§ **Work item**
Locate every line below that contains the word "positive" and copy each one out in full.
+++
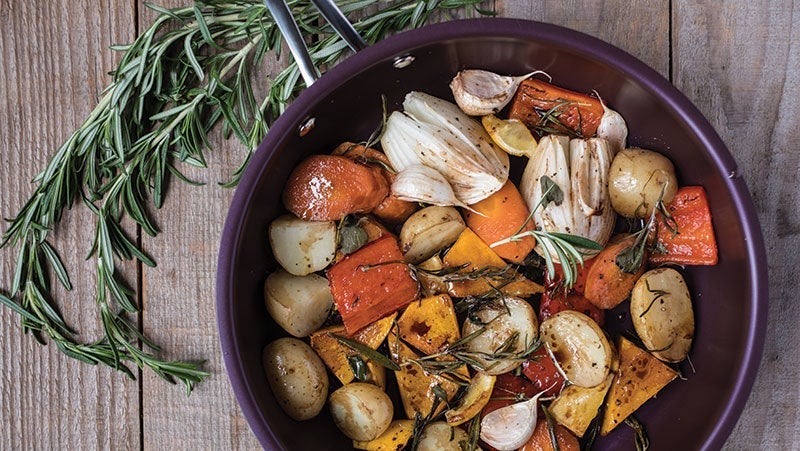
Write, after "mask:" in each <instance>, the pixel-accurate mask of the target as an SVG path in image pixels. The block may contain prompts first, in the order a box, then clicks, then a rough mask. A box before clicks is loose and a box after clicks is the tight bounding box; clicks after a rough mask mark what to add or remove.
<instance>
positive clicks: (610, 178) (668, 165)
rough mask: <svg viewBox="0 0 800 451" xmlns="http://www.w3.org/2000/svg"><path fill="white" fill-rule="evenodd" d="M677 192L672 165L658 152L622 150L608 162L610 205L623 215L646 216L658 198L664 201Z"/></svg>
mask: <svg viewBox="0 0 800 451" xmlns="http://www.w3.org/2000/svg"><path fill="white" fill-rule="evenodd" d="M662 189H663V191H664V195H663V197H662V195H661V192H662ZM677 191H678V179H677V178H676V177H675V166H673V164H672V162H671V161H670V160H669V158H667V157H665V156H664V155H661V154H660V153H658V152H654V151H652V150H647V149H625V150H623V151H621V152H619V153H618V154H617V155H616V156H615V157H614V160H613V161H612V162H611V173H610V178H609V181H608V194H609V196H610V197H611V206H612V207H613V208H614V210H615V211H616V212H617V213H619V214H621V215H622V216H625V217H626V218H646V217H648V216H650V214H651V213H652V211H653V208H654V207H655V205H656V202H658V199H659V198H661V200H662V202H664V203H665V204H666V203H668V202H669V201H671V200H672V198H673V197H675V193H676V192H677Z"/></svg>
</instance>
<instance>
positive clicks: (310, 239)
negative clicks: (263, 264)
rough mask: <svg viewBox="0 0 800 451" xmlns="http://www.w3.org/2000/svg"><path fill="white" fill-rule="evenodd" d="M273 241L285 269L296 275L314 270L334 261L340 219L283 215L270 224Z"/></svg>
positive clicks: (310, 271) (306, 273)
mask: <svg viewBox="0 0 800 451" xmlns="http://www.w3.org/2000/svg"><path fill="white" fill-rule="evenodd" d="M269 244H270V247H271V248H272V253H273V255H274V256H275V260H278V263H280V264H281V266H282V267H283V269H285V270H286V271H288V272H290V273H291V274H294V275H295V276H304V275H306V274H311V273H312V272H315V271H319V270H321V269H324V268H325V267H326V266H328V265H329V264H330V263H331V262H332V261H333V257H334V254H335V253H336V223H335V222H333V221H305V220H302V219H300V218H298V217H296V216H294V215H289V214H287V215H283V216H279V217H278V218H276V219H275V220H274V221H272V222H271V223H270V225H269Z"/></svg>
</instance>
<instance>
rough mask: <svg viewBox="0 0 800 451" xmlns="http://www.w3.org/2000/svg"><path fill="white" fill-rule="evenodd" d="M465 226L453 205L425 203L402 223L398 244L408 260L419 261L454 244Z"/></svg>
mask: <svg viewBox="0 0 800 451" xmlns="http://www.w3.org/2000/svg"><path fill="white" fill-rule="evenodd" d="M466 227H467V226H466V224H464V219H462V218H461V214H459V213H458V210H456V209H455V208H453V207H440V206H436V205H433V206H430V207H426V208H423V209H422V210H419V211H417V212H416V213H414V214H413V215H411V217H409V218H408V219H407V220H406V222H405V223H403V228H402V229H401V230H400V248H401V249H402V250H403V255H404V257H405V259H406V261H407V262H409V263H420V262H422V261H425V260H427V259H428V258H430V257H432V256H433V254H435V253H437V252H439V251H440V250H442V249H444V248H446V247H447V246H449V245H451V244H453V243H454V242H455V241H456V239H457V238H458V236H459V235H460V234H461V232H462V231H463V230H464V229H465V228H466Z"/></svg>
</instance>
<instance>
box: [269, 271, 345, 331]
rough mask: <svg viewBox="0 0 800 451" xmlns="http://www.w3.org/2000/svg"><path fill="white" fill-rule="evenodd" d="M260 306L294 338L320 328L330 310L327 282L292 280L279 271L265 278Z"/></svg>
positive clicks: (310, 277) (332, 307) (280, 325)
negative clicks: (263, 295) (261, 304)
mask: <svg viewBox="0 0 800 451" xmlns="http://www.w3.org/2000/svg"><path fill="white" fill-rule="evenodd" d="M264 302H265V304H266V306H267V311H268V312H269V314H270V315H271V316H272V319H274V320H275V322H276V323H278V325H279V326H281V327H283V329H284V330H286V332H289V333H290V334H292V335H294V336H295V337H298V338H302V337H306V336H308V335H309V334H311V333H312V332H314V331H315V330H317V329H318V328H319V327H320V326H322V324H323V323H324V322H325V319H327V318H328V314H329V313H330V311H331V309H332V308H333V296H332V295H331V290H330V288H328V279H326V278H324V277H322V276H318V275H316V274H308V275H306V276H294V275H292V274H289V273H288V272H286V271H283V270H278V271H275V272H274V273H272V274H270V275H269V276H268V277H267V281H266V283H265V284H264Z"/></svg>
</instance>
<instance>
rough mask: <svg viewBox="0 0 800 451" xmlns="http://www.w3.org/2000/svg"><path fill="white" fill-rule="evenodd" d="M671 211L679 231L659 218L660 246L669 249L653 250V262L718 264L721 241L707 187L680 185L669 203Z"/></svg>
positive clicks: (660, 246) (700, 186)
mask: <svg viewBox="0 0 800 451" xmlns="http://www.w3.org/2000/svg"><path fill="white" fill-rule="evenodd" d="M667 210H668V211H669V213H670V214H671V215H672V218H673V219H674V220H675V225H677V230H678V233H677V234H675V235H673V234H672V232H671V231H670V230H669V229H667V226H666V225H665V224H664V223H663V222H662V221H659V224H658V247H660V248H662V249H665V250H666V251H667V253H666V254H659V253H656V252H653V253H651V254H650V257H649V261H650V263H652V264H659V263H666V262H674V263H679V264H682V265H716V264H717V241H716V238H715V237H714V227H713V225H712V223H711V211H710V210H709V207H708V197H707V195H706V191H705V189H703V187H702V186H683V187H681V188H679V189H678V192H677V193H676V194H675V197H674V198H673V199H672V202H670V203H669V204H668V205H667Z"/></svg>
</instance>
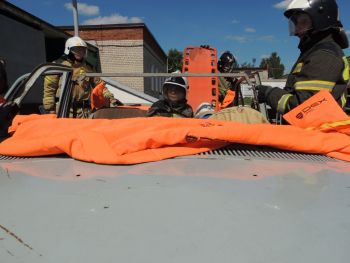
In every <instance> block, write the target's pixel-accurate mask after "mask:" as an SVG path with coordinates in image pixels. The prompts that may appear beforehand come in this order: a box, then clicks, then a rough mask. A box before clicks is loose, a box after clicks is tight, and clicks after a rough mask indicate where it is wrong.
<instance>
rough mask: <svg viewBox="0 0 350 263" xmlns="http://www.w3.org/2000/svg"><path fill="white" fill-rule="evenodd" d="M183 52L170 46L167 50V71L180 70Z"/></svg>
mask: <svg viewBox="0 0 350 263" xmlns="http://www.w3.org/2000/svg"><path fill="white" fill-rule="evenodd" d="M182 61H183V54H182V52H181V51H178V50H177V49H176V48H171V49H169V51H168V72H174V71H176V70H180V71H181V70H182Z"/></svg>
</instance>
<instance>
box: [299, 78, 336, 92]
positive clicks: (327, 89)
mask: <svg viewBox="0 0 350 263" xmlns="http://www.w3.org/2000/svg"><path fill="white" fill-rule="evenodd" d="M334 85H335V82H331V81H323V80H307V81H298V82H296V83H295V89H296V90H312V91H320V90H328V91H329V92H331V91H332V89H333V88H334Z"/></svg>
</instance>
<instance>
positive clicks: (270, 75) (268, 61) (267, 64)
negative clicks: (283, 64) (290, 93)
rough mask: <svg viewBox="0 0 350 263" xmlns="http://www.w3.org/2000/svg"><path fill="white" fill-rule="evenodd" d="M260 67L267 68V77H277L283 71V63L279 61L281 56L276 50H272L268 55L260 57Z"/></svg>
mask: <svg viewBox="0 0 350 263" xmlns="http://www.w3.org/2000/svg"><path fill="white" fill-rule="evenodd" d="M260 67H261V68H266V67H267V68H268V70H269V78H274V79H279V78H281V77H282V76H283V73H284V65H283V64H282V63H281V58H280V57H279V56H278V55H277V52H273V53H272V54H271V56H270V57H268V58H264V59H262V60H261V63H260Z"/></svg>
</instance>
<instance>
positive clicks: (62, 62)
mask: <svg viewBox="0 0 350 263" xmlns="http://www.w3.org/2000/svg"><path fill="white" fill-rule="evenodd" d="M54 63H59V64H63V65H66V66H69V67H72V69H73V76H72V81H73V83H74V88H73V92H72V97H73V103H72V111H73V115H77V116H74V117H82V116H78V115H81V114H79V112H81V110H83V111H90V96H91V92H92V89H93V88H94V87H95V86H97V85H98V84H99V83H101V82H102V80H101V79H100V78H84V79H83V80H80V79H79V76H81V75H82V74H85V73H89V72H93V70H92V68H91V67H90V66H89V65H88V64H86V63H85V62H82V63H78V62H74V61H73V60H71V59H70V58H69V56H63V57H61V58H60V59H58V60H57V61H55V62H54ZM58 89H59V76H57V75H50V76H46V77H45V80H44V97H43V105H44V108H45V110H47V111H55V108H56V101H55V100H56V97H58V95H59V90H58ZM103 95H104V97H105V98H106V104H108V105H106V106H109V102H110V100H112V99H114V97H113V94H112V93H111V92H110V91H108V89H107V88H104V89H103ZM82 108H83V109H82Z"/></svg>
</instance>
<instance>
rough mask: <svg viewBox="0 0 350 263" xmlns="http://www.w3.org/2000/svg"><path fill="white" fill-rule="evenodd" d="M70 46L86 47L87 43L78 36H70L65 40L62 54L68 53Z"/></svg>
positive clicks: (71, 47) (69, 49)
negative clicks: (68, 37) (65, 43)
mask: <svg viewBox="0 0 350 263" xmlns="http://www.w3.org/2000/svg"><path fill="white" fill-rule="evenodd" d="M72 47H85V48H87V45H86V43H85V41H84V40H82V39H81V38H80V37H70V38H68V39H67V41H66V45H65V49H64V54H66V55H69V52H70V49H71V48H72Z"/></svg>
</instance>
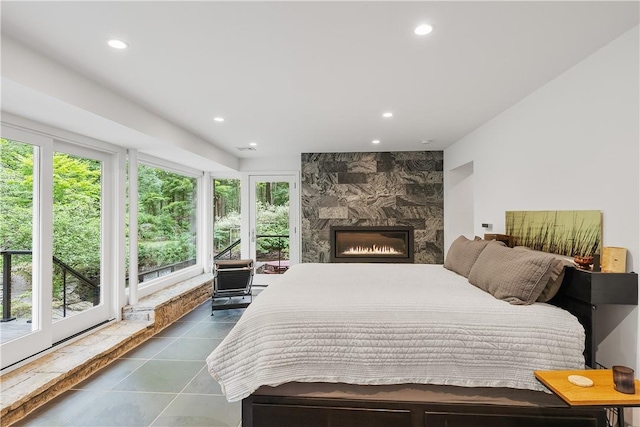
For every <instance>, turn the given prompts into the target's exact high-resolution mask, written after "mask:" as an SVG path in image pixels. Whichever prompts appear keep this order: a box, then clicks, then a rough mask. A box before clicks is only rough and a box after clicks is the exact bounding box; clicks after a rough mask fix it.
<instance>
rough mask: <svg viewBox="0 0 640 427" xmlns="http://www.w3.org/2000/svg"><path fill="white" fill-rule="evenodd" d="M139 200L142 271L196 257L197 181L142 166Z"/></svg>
mask: <svg viewBox="0 0 640 427" xmlns="http://www.w3.org/2000/svg"><path fill="white" fill-rule="evenodd" d="M138 200H139V203H138V263H139V266H140V268H141V269H151V268H153V267H160V266H164V265H169V264H174V263H177V262H181V261H187V260H190V259H193V258H195V256H196V253H195V252H196V247H195V239H196V234H195V224H196V179H195V178H189V177H185V176H182V175H179V174H176V173H173V172H169V171H165V170H162V169H158V168H154V167H151V166H146V165H139V166H138Z"/></svg>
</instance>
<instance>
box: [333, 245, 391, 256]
mask: <svg viewBox="0 0 640 427" xmlns="http://www.w3.org/2000/svg"><path fill="white" fill-rule="evenodd" d="M372 254H373V255H402V252H400V251H398V250H396V249H394V248H392V247H391V246H386V245H384V246H378V245H373V246H369V247H367V246H352V247H350V248H348V249H346V250H345V251H344V252H342V255H372Z"/></svg>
+++
§ **Answer section**
positive clicks: (610, 178) (668, 165)
positive clicks: (310, 239)
positive clicks: (310, 271) (306, 273)
positive clicks: (310, 277) (332, 307) (280, 325)
positive clicks: (660, 246) (700, 186)
positive clicks: (327, 89)
positive clicks: (270, 75) (268, 61) (267, 64)
positive clicks: (62, 62)
positive clicks: (71, 47) (69, 49)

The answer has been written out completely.